■ **Document section**
-- Begin --
Personal information
- Born: 27 March 1967 (age 59)
- Original team: West Perth (WAFL)
- Debut: Round 1, 29 March 1987, West Coast vs. Richmond, at Subiaco Oval
- Position: Half-back

Playing career^{1}
- Years: Club / Games (Goals)
- 1984–1992: West Perth / 70 (22)
- 1987–1992: West Coast / 52 (11)
- 1993–1997: North Melbourne / 99 0(4)
- Total:  / 221 (37)

Representative team honours
- Years: Team / Games (Goals)
- 1988, 1996: Western Australia / 2 (0)

Coaching career^{3}
- Years: Club / Games (W–L–D)
- 2003–2009: North Melbourne / 149 (72–75–2)
- ^{1} Playing statistics correct to the end of 1997.^{2} Representative statistics correct as of 1996.^{3} Coaching statistics correct as of 2010.

Career highlights
- North Melbourne premiership player: 1996 AFL Grand Final; Western Australia state of origin representative 1996, 1998;

= Danielle Laidley =

Australian rules footballer, born 1967

Danielle May Laidley (born Dean James Laidley; 27 March 1967) is a former Australian rules football coach and player, who played for the West Coast Eagles and North Melbourne in the Australian Football League (AFL) from 1987 to 1997, including in North Melbourne's 1996 premiership team, and was coach of North Melbourne from 2003 to 2009.

In May 2020, Laidley was outed as transgender after a police officer leaked photographs of her in police custody.

==Early life==
Laidley was born on 27 March 1967 as Dean Laidley and grew up in Balga, Western Australia, a working-class northern suburb of Perth.
-- End --
Photo-based point labeling data
-- Begin --
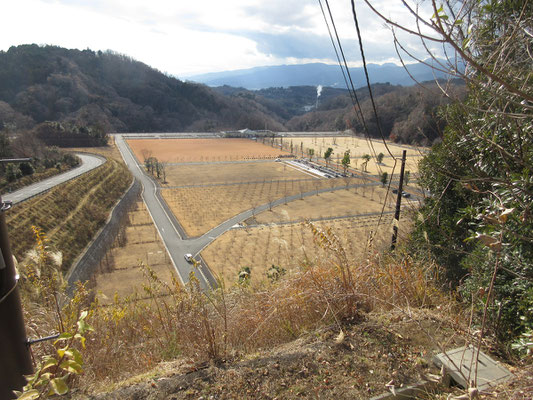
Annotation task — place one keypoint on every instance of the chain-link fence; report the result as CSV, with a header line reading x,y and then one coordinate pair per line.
x,y
87,263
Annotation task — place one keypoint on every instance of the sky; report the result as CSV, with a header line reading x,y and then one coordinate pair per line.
x,y
188,37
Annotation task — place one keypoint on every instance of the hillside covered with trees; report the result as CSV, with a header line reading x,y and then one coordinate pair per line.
x,y
109,92
113,92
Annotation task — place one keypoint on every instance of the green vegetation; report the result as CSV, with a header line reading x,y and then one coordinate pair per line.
x,y
45,161
478,224
68,135
113,92
69,214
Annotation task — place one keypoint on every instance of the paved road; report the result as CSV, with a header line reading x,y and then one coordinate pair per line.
x,y
175,245
173,236
88,162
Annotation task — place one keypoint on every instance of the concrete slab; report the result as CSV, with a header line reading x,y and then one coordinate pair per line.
x,y
460,365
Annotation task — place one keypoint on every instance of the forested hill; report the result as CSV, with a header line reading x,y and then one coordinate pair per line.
x,y
115,92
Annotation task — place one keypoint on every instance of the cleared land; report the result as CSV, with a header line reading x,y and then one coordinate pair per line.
x,y
194,174
294,246
358,147
201,150
201,208
350,202
120,270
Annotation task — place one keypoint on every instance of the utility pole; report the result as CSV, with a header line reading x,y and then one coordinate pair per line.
x,y
398,204
15,358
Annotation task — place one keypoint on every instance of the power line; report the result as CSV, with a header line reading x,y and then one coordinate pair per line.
x,y
354,13
350,87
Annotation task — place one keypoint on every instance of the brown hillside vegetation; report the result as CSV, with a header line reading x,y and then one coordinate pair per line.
x,y
60,212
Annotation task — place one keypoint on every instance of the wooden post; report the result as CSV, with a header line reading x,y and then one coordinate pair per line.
x,y
396,220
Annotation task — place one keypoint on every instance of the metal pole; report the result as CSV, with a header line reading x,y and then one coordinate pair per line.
x,y
398,204
15,359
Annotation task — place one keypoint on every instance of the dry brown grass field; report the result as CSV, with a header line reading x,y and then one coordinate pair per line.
x,y
354,201
194,174
292,246
358,147
120,270
200,150
199,209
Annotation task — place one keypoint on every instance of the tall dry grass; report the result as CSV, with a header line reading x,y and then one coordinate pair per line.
x,y
166,321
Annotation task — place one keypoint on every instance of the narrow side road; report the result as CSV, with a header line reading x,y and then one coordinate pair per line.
x,y
88,162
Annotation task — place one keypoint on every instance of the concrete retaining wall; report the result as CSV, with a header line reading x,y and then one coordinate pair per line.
x,y
87,263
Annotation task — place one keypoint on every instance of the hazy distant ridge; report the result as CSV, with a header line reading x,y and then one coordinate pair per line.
x,y
314,75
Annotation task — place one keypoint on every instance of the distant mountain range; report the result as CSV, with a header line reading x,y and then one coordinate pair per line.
x,y
316,74
115,93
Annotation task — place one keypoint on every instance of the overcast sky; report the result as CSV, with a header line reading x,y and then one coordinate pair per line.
x,y
186,37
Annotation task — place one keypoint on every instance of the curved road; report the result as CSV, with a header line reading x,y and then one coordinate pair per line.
x,y
172,235
88,162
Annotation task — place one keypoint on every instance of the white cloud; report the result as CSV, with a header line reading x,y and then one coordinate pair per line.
x,y
189,37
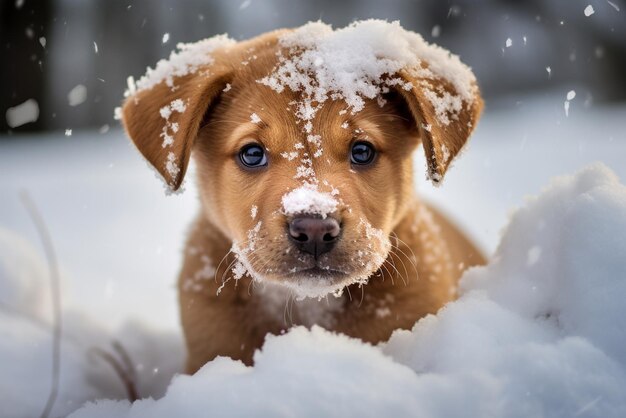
-- End --
■ **Goals**
1. Answer these questions about the text on Danielle Laidley:
(a) Which club is listed as Laidley's original team?
(b) In which suburb did Laidley grow up?
(c) During which years was Laidley coach of North Melbourne?
2. Update the passage of the text on Danielle Laidley starting with "Australian rules footballer, born" and going on through "in police custody.", giving it again with "leaked" changed to "released".
3. Carry on with the text on Danielle Laidley from the point where it stops.

■ **Results of the tasks**
1.
(a) West Perth (WAFL)
(b) Balga, Western Australia
(c) 2003 to 2009

2.
Australian rules footballer, born 1967

Danielle May Laidley (born Dean James Laidley; 27 March 1967) is a former Australian rules football coach and player, who played for the West Coast Eagles and North Melbourne in the Australian Football League (AFL) from 1987 to 1997, including in North Melbourne's 1996 premiership team, and was coach of North Melbourne from 2003 to 2009.

In May 2020, Laidley was outed as transgender after a police officer released photographs of her in police custody.

3.
Lightly built, Laidley first played senior football at the West Perth Football Club in the West Australian Football League, and was recruited to be part of the West Coast Eagles' inaugural VFL squad in 1987.

== VFL/AFL playing career ==
===West Coast Eagles (1987–1992)===
Laidley made her VFL debut for the West Coast Eagles in Round 1, 1987, against Richmond at Subiaco Oval. As an aggressive half-back line player and known as "The Junkyard Dog", Laidley was known for her commitment to the contest and to winning the ball. Her career suffered a major setback during the 1990 season when she required a knee reconstruction and found it hard to break back into the team, missing West Coast's 1992 premiership win.

Laidley played a total of 52 games and kicked 11 goals for West Coast Eagles from 1987 until 1992.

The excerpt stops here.